» **Materiał źródłowy**
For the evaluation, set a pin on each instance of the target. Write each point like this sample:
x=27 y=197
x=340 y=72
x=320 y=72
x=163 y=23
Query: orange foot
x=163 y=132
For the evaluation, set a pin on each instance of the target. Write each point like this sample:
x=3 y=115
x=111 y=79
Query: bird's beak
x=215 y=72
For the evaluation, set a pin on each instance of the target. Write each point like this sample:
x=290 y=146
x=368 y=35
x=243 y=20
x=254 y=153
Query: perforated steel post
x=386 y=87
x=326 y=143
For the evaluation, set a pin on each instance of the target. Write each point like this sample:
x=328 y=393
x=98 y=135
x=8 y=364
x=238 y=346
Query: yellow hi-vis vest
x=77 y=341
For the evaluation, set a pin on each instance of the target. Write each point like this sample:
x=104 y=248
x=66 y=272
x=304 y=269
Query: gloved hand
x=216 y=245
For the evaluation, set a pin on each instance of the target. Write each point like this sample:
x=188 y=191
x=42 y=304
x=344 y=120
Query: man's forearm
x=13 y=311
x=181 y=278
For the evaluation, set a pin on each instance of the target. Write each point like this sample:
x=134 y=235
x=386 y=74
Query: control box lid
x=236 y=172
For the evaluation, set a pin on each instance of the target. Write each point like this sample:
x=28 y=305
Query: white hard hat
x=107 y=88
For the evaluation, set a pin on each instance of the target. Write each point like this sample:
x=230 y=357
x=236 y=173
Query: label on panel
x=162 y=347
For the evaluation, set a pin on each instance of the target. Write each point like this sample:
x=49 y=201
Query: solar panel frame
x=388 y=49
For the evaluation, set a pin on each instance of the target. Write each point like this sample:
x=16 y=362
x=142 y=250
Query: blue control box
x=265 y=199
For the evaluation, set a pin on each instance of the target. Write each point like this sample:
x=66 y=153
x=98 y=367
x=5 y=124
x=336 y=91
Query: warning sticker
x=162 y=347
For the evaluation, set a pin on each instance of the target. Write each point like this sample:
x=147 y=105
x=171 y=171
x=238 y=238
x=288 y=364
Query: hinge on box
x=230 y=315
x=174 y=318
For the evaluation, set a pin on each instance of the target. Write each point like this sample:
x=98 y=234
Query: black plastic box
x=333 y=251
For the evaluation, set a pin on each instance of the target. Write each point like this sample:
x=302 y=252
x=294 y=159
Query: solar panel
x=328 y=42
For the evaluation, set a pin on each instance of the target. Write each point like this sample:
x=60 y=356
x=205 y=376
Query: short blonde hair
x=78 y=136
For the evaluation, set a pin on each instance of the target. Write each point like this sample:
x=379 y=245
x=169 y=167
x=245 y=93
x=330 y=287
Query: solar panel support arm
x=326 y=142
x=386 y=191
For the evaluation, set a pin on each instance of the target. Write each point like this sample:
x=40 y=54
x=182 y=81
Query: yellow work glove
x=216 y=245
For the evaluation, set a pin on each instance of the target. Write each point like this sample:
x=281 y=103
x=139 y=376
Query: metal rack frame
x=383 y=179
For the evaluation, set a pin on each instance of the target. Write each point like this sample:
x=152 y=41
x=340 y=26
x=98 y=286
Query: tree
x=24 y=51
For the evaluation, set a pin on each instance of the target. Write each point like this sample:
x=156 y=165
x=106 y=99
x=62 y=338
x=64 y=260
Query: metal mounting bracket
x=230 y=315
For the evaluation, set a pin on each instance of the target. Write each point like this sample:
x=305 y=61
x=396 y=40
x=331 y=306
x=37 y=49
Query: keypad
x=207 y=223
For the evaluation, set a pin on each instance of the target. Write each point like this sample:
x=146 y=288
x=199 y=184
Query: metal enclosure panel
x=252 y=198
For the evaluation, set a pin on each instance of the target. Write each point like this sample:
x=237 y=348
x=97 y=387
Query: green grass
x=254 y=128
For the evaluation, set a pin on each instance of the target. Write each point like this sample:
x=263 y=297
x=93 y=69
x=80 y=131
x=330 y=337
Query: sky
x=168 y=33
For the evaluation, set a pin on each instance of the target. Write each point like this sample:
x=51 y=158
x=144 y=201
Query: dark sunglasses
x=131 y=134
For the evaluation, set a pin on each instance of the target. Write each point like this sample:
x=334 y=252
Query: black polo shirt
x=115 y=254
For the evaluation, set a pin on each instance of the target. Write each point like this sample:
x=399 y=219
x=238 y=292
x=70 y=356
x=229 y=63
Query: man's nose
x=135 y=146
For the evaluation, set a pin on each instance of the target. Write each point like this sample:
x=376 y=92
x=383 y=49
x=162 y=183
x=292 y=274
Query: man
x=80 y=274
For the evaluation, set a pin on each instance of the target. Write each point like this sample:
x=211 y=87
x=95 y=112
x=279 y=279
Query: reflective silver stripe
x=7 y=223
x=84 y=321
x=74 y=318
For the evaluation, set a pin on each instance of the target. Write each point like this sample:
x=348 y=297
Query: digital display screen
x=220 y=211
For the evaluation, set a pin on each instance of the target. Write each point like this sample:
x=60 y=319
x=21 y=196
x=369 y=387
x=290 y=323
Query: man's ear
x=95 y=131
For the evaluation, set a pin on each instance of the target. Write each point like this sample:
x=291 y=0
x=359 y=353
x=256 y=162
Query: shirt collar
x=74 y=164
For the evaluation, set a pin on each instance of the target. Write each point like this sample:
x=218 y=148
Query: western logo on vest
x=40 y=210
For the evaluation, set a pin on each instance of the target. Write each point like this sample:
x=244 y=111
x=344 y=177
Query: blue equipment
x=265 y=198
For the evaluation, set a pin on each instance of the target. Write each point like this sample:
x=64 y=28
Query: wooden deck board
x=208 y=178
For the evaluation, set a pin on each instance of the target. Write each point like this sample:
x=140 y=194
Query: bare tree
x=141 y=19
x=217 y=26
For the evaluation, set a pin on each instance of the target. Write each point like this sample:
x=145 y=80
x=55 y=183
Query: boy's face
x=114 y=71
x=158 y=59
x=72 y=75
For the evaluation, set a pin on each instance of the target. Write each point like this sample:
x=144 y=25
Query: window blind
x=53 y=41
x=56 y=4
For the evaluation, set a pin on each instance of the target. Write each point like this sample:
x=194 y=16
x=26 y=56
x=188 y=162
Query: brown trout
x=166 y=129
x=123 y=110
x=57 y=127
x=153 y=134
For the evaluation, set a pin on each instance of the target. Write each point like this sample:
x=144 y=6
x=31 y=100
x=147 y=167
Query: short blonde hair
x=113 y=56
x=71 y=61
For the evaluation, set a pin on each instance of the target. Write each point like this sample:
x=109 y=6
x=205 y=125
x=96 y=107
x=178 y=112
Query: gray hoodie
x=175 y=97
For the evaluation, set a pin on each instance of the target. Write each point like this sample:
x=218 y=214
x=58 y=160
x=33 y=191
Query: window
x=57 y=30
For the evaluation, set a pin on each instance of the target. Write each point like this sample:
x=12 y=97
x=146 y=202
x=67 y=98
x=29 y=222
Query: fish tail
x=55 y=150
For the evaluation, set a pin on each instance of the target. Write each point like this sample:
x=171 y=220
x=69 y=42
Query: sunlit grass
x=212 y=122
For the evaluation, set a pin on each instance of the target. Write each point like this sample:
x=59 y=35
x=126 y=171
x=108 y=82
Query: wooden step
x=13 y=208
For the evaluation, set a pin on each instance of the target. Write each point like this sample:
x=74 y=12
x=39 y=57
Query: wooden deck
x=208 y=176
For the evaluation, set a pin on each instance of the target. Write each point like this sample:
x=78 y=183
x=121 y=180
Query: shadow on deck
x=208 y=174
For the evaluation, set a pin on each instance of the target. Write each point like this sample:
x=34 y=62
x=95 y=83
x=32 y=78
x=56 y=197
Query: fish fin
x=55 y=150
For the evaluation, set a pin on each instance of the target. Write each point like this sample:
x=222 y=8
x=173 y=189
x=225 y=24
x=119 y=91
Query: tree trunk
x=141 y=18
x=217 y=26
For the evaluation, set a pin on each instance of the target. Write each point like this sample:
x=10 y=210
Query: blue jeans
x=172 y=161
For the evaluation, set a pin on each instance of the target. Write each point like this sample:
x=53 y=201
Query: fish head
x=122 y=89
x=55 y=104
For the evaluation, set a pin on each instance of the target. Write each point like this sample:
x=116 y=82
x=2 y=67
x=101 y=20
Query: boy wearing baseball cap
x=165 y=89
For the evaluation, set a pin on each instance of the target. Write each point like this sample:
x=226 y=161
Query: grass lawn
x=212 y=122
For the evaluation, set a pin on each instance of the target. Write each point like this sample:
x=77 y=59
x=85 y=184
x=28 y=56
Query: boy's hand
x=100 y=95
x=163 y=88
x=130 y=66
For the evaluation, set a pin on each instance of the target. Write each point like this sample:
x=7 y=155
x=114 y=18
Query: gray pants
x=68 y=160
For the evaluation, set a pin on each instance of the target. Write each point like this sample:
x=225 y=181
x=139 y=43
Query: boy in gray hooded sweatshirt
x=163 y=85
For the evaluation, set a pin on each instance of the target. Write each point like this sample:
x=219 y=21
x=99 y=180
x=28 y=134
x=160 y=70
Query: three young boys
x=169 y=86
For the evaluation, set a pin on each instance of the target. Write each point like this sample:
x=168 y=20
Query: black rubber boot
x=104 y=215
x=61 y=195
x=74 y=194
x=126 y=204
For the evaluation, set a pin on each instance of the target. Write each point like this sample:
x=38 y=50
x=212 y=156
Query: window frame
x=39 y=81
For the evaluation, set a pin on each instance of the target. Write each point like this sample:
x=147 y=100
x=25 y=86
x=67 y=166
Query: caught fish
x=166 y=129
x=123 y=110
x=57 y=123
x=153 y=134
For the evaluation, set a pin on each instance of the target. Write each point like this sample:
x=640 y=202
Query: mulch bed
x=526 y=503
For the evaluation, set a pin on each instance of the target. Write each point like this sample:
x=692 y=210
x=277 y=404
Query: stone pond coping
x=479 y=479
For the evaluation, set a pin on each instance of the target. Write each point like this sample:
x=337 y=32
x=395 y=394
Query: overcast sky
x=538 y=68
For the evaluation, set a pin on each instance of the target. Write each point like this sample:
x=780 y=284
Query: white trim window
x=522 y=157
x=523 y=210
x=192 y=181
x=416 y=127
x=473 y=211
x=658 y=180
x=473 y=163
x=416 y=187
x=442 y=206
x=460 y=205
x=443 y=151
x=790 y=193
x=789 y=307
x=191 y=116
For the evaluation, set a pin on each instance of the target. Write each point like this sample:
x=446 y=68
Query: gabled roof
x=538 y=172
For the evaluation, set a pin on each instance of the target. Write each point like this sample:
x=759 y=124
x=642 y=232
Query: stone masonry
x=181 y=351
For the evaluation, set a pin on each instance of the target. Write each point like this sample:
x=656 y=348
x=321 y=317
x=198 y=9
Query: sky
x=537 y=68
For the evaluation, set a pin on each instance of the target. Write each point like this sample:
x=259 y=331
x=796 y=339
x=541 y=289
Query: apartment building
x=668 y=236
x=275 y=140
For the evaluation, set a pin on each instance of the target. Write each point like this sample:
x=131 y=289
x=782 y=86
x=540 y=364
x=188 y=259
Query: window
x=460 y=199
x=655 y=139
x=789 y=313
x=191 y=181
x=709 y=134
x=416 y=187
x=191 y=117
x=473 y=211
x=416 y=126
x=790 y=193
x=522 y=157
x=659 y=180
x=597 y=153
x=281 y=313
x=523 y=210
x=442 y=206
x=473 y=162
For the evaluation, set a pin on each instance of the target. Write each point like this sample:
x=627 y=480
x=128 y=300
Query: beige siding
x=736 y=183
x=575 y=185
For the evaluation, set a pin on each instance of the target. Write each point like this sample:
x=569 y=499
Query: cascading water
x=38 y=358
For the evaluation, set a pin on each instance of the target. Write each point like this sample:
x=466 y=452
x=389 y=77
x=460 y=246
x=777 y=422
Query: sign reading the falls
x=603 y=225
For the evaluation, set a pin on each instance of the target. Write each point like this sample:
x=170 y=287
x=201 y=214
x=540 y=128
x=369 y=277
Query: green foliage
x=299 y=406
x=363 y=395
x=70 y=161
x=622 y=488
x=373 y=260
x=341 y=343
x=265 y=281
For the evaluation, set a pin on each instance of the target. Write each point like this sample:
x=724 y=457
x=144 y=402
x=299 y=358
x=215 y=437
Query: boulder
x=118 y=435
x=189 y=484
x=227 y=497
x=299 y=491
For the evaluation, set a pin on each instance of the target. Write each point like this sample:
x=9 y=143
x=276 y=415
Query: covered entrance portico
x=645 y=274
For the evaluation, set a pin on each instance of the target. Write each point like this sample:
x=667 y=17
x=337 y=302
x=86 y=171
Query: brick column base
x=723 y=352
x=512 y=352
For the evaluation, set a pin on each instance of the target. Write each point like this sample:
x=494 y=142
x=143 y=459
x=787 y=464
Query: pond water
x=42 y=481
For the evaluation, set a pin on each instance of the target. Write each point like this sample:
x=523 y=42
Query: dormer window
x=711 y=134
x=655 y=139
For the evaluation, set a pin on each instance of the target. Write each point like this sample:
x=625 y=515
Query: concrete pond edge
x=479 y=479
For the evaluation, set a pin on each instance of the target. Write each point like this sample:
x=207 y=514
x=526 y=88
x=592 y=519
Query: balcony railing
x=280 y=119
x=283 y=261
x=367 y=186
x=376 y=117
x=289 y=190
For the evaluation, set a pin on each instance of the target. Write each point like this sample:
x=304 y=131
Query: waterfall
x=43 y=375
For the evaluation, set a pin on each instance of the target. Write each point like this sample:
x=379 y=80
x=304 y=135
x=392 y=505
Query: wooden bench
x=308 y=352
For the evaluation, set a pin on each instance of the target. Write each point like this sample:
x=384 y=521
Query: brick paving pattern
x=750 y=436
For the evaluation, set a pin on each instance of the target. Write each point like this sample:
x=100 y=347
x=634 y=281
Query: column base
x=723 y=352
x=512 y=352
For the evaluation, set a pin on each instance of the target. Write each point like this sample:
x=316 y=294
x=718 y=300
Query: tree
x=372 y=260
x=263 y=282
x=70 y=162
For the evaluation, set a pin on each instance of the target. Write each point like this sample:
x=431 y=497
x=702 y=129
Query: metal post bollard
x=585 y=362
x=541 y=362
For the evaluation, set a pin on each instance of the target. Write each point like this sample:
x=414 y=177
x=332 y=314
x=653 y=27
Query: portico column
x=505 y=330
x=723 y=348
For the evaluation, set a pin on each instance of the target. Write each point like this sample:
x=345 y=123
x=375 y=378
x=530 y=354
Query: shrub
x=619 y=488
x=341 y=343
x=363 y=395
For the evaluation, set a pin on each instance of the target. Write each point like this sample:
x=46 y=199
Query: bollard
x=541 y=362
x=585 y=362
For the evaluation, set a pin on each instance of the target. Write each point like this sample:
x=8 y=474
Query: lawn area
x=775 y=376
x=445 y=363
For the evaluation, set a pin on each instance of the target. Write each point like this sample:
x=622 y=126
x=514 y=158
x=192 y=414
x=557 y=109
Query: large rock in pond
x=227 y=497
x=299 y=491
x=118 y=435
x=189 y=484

» **Zadanie**
Podaj, w ilu wierszach powyższych zapisów występuje ciąg znaków "control", uwzględniając wielkość liter. Napisz samą liczbę.

» **Rozwiązanie**
2